[[ EXCERPT TO READ open ]]

In the previous post I documented an experiment with the miniPCR amplifying barcodes to ultimately run on a portable gene sequencer (the MinION) developed by Oxford Nanopore Technologies. Here's the protocol on how I prepared the DNA for the MinION in a nutshell and how my colleague, Stefan Prost, and I have analyzed some of the data thus far.
First off, I pooled the 12 barcode PCR products from the miniPCR and began the library preparation using the 1D PCR barcoding amplicons (SQK-LSK108) Protocol. This has three primary steps, mainly End-prep, Adapter ligation, and AMpure XP bead binding. In the End-prep, you mix ~1 µg DNA with Ultra II End-prep reaction buffer & enzyme mix and heat for 5 minutes at 20 °C and 5 minutes at 65 °C, and clean with AMPure beads. Next, you mix the end-prepped DNA with Adapter mix, Blunt/TA Ligation master mix, wash with beads, add Adapter Bead Binding buffer, and elute. This all takes around a couple hours (although taking your time with the bead cleanups seems to help with DNA recovery) and now you’re ready to load the library-prepped DNA into the MinION flow cell!
I started the sequencing run using the MinKNOW software on 7/3/17. First off, the software determines how many active pores the flow cell contains, which looked pretty good: 497 active pores in group 1, 407 in group 2, 208 group 3, and 39 group 4. Then the run kicked off and the reads started flowing. About one hour in, roughly 15,000 reads had been produced, but it looked like my laptop was getting a bit sluggish (perhaps because I'm using an external SSD drive on my Vaio Sony laptop) and the pore count was dropping off. So I hit the stop acquire button, printed the MinKNOW report and the laptop seemed to catch up on the intensive computing required for the run. I saved the flow cell in the fridge and went on to check out the data from the reads.

[[ EXCERPT TO READ closed ]]
[[ RECORDS PROVIDED open ]]

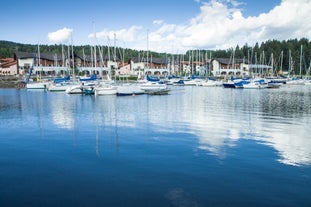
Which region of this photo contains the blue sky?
[0,0,311,53]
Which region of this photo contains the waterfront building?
[0,58,18,75]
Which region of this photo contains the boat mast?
[299,45,302,78]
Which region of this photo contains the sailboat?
[26,50,50,89]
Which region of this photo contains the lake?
[0,85,311,207]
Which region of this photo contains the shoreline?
[0,76,26,88]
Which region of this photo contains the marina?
[0,84,311,207]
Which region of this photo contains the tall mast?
[299,45,302,78]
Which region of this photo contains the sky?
[0,0,311,54]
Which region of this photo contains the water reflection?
[0,86,311,165]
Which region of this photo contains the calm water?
[0,86,311,207]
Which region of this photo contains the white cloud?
[88,25,142,44]
[153,19,164,25]
[48,27,73,44]
[84,0,311,53]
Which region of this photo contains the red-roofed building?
[0,58,18,75]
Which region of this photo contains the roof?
[15,51,62,61]
[75,55,120,62]
[132,57,167,65]
[213,58,248,65]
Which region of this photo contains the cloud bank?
[64,0,311,53]
[48,27,73,44]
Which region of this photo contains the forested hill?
[0,38,311,73]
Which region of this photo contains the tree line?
[0,38,311,74]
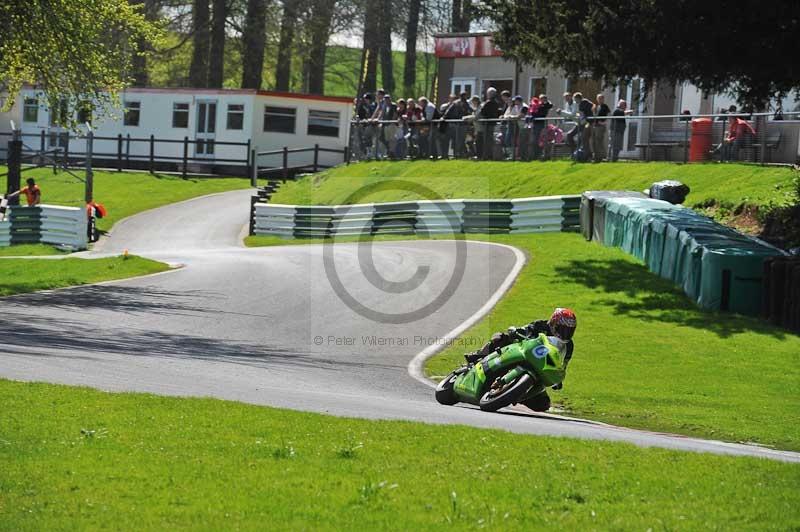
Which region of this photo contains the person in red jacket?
[722,116,756,161]
[8,177,42,207]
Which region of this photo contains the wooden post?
[84,131,94,203]
[181,137,189,179]
[62,132,69,167]
[150,134,156,174]
[244,139,251,179]
[117,133,122,172]
[250,148,258,187]
[683,117,692,164]
[6,134,22,206]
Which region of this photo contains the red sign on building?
[436,35,503,57]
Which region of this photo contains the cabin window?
[124,102,142,126]
[308,110,339,137]
[22,98,39,122]
[172,103,189,128]
[226,103,244,129]
[264,105,297,134]
[50,98,69,126]
[78,100,92,125]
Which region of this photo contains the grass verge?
[0,255,169,298]
[272,161,795,212]
[0,167,250,231]
[0,380,800,530]
[246,233,800,450]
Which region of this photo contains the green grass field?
[272,161,796,206]
[0,255,169,296]
[0,380,800,531]
[0,167,250,231]
[246,233,800,450]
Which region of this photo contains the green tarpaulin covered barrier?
[592,193,783,314]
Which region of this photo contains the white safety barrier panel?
[0,220,11,247]
[0,205,89,249]
[252,196,580,238]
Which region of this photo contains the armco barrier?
[0,205,88,249]
[582,192,784,314]
[251,196,580,238]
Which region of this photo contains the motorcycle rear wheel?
[436,369,463,406]
[480,373,533,412]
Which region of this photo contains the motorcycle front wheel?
[480,373,533,412]
[436,369,463,406]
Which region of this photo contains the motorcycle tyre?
[479,373,533,412]
[436,369,463,406]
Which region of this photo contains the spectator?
[529,94,553,159]
[503,96,528,159]
[722,113,756,161]
[393,98,408,159]
[417,96,437,157]
[556,92,579,154]
[500,91,512,116]
[406,98,422,157]
[608,100,633,162]
[478,87,500,159]
[463,95,483,159]
[8,177,42,207]
[439,93,466,158]
[378,94,397,158]
[592,94,611,163]
[559,92,593,158]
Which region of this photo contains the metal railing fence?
[350,112,800,164]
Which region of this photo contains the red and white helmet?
[547,307,578,341]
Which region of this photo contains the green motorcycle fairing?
[453,334,566,404]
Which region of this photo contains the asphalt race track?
[0,191,800,462]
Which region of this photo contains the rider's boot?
[464,351,483,364]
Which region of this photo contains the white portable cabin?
[0,88,352,174]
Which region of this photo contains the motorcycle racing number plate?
[533,345,550,358]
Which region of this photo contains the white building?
[0,88,352,174]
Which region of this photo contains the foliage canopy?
[0,0,160,126]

[[ RECORDS PROVIDED closed ]]

* _EXPLORE THE MATERIAL_:
a) According to the MinION post, how many active pores did the software report in group 1?
b) Set down the passage of the MinION post starting at "First off, I" and ending at "MinION flow cell!".

* _SOLUTIONS TO EACH TASK_:
a) 497 active pores.

b)
First off, I pooled the 12 barcode PCR products from the miniPCR and began the library preparation using the 1D PCR barcoding amplicons (SQK-LSK108) Protocol. This has three primary steps, mainly End-prep, Adapter ligation, and AMpure XP bead binding. In the End-prep, you mix ~1 µg DNA with Ultra II End-prep reaction buffer & enzyme mix and heat for 5 minutes at 20 °C and 5 minutes at 65 °C, and clean with AMPure beads. Next, you mix the end-prepped DNA with Adapter mix, Blunt/TA Ligation master mix, wash with beads, add Adapter Bead Binding buffer, and elute. This all takes around a couple hours (although taking your time with the bead cleanups seems to help with DNA recovery) and now you’re ready to load the library-prepped DNA into the MinION flow cell!